*** Opening Supplied text ***

Monitoring website traffic and evaluating its performance are the first steps in web analytics for your provider site. Analyzing web data to identify ways to better engage patients-consumers across the site is fundamental. Optimizing key visitor task conversion funnels and working towards improving the overall health of your site are just a few ideas to keep in mind.
Here are some questions you should be asking on a regular basis about analytics:
What does a spike in traffic truly mean? Is this qualified traffic?
When spikes in traffic are discovered, it’s important to understand where your site traffic is coming from and what this means for your site. Consider looking at a breakdown of website traffic by key metrics such as page views, session time, visitors, conversion events (schedule an appointment, find a doctor, find a location etc.) and conversion rates. When you understand where spikes are coming from and how qualified the traffic is, this will assist you in identifying whether the additional visits are likely to turn into new patients.
How are patients and potential consumers engaging with your site?
In addition to monitoring performance of key lead generation/conversion tasks, it’s worth taking a deeper look at engagement. These insights will help you identify how many pages are visited per session, time on site/time on page, repeat visitors, and exchanging of information to name a few. This will help paint a picture of what your website visitors are doing and support you in understanding your audience when making changes to the site and assisting with optimization efforts.
Do you evaluate performance by clinical area for the services provided?
Exploring traffic by different segments such as by clinical area (Heart, Cancer, Orthopedics etc.) across your provider site will provide a comprehensive view into specific patient-consumer digital interactions. Understanding conversion and direction such as drop off points within the funnel (for schedule an appointment, setting up a patient portal account, find a doctor, send a message to name a few), will support you in identifying areas for improvement for specific pages on the site.
Using web analytics data that also includes web session playbacks, online survey data, and heat maps helps to provide a comprehensive view of what is happening across your provider site. With deeper understanding of patient-consumer behavior, you’ll be able to drive recommendations, test hypothesis and optimize conversion funnels across your provider site to ensure you meet patient-consumer needs across your site. By no means is this an easy task.

*** Closing Supplied text ***
*** Opening Extracted material ***

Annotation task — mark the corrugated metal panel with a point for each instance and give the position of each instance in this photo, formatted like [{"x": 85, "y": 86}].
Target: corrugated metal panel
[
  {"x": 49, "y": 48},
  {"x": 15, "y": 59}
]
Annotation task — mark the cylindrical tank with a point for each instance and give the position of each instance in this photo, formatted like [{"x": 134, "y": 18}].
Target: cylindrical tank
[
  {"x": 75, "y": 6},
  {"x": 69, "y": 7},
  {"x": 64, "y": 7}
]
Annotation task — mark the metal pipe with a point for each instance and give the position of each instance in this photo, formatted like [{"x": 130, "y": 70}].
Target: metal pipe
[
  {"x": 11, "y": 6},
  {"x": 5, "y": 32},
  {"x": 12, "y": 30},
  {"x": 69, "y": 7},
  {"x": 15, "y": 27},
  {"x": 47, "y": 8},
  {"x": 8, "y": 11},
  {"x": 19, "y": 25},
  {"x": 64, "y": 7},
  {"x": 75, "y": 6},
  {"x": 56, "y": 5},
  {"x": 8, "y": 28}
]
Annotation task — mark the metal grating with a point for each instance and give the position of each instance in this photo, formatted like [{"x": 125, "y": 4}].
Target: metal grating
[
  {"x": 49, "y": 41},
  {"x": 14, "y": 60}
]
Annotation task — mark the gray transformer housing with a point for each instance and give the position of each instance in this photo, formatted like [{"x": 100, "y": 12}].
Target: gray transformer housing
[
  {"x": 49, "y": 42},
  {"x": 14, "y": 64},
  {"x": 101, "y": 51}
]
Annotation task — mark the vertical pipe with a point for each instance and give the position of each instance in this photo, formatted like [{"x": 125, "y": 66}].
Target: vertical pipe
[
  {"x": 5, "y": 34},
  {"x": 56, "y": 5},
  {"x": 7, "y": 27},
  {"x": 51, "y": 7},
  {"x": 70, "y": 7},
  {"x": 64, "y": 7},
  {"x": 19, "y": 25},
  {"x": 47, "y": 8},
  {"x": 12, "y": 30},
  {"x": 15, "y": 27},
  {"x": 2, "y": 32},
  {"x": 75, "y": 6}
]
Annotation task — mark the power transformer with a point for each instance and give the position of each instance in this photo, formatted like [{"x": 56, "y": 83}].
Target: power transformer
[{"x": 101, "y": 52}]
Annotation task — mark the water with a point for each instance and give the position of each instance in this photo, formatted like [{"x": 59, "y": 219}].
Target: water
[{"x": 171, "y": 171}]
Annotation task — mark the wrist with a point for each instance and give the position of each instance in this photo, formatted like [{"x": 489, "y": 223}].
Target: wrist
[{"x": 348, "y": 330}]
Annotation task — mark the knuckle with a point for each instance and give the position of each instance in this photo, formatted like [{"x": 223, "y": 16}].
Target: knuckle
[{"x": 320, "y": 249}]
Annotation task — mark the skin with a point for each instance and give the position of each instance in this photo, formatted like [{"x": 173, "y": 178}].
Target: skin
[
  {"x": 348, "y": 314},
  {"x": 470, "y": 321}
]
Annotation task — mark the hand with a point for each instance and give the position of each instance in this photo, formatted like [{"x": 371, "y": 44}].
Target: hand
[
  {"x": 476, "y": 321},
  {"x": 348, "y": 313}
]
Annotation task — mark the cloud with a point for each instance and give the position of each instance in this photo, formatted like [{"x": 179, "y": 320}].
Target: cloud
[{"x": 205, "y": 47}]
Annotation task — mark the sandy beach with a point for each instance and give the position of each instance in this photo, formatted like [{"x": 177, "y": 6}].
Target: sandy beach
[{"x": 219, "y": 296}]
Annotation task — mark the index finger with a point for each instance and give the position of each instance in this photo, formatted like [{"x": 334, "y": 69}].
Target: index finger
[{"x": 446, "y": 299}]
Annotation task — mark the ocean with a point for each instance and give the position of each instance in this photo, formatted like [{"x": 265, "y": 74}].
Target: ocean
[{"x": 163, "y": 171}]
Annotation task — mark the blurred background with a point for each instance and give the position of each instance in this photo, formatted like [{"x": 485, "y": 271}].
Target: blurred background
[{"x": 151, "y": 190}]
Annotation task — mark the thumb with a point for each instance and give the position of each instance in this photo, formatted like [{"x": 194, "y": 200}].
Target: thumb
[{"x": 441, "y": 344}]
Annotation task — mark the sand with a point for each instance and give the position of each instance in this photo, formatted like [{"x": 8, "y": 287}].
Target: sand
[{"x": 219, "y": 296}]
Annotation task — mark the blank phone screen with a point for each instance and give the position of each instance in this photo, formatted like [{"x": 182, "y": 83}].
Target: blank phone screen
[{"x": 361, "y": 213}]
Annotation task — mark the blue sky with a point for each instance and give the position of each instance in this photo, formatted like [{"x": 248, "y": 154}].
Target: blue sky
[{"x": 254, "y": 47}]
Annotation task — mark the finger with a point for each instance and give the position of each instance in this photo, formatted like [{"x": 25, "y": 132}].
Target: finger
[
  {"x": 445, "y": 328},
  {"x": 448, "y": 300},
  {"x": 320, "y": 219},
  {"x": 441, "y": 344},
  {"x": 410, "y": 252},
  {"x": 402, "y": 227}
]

*** Closing Extracted material ***

▶ [Instructions for the task]: Reproduce the provider-site web analytics text above in full, word for word.

▶ [Finished task]:
Monitoring website traffic and evaluating its performance are the first steps in web analytics for your provider site. Analyzing web data to identify ways to better engage patients-consumers across the site is fundamental. Optimizing key visitor task conversion funnels and working towards improving the overall health of your site are just a few ideas to keep in mind.
Here are some questions you should be asking on a regular basis about analytics:
What does a spike in traffic truly mean? Is this qualified traffic?
When spikes in traffic are discovered, it’s important to understand where your site traffic is coming from and what this means for your site. Consider looking at a breakdown of website traffic by key metrics such as page views, session time, visitors, conversion events (schedule an appointment, find a doctor, find a location etc.) and conversion rates. When you understand where spikes are coming from and how qualified the traffic is, this will assist you in identifying whether the additional visits are likely to turn into new patients.
How are patients and potential consumers engaging with your site?
In addition to monitoring performance of key lead generation/conversion tasks, it’s worth taking a deeper look at engagement. These insights will help you identify how many pages are visited per session, time on site/time on page, repeat visitors, and exchanging of information to name a few. This will help paint a picture of what your website visitors are doing and support you in understanding your audience when making changes to the site and assisting with optimization efforts.
Do you evaluate performance by clinical area for the services provided?
Exploring traffic by different segments such as by clinical area (Heart, Cancer, Orthopedics etc.) across your provider site will provide a comprehensive view into specific patient-consumer digital interactions. Understanding conversion and direction such as drop off points within the funnel (for schedule an appointment, setting up a patient portal account, find a doctor, send a message to name a few), will support you in identifying areas for improvement for specific pages on the site.
Using web analytics data that also includes web session playbacks, online survey data, and heat maps helps to provide a comprehensive view of what is happening across your provider site. With deeper understanding of patient-consumer behavior, you’ll be able to drive recommendations, test hypothesis and optimize conversion funnels across your provider site to ensure you meet patient-consumer needs across your site. By no means is this an easy task.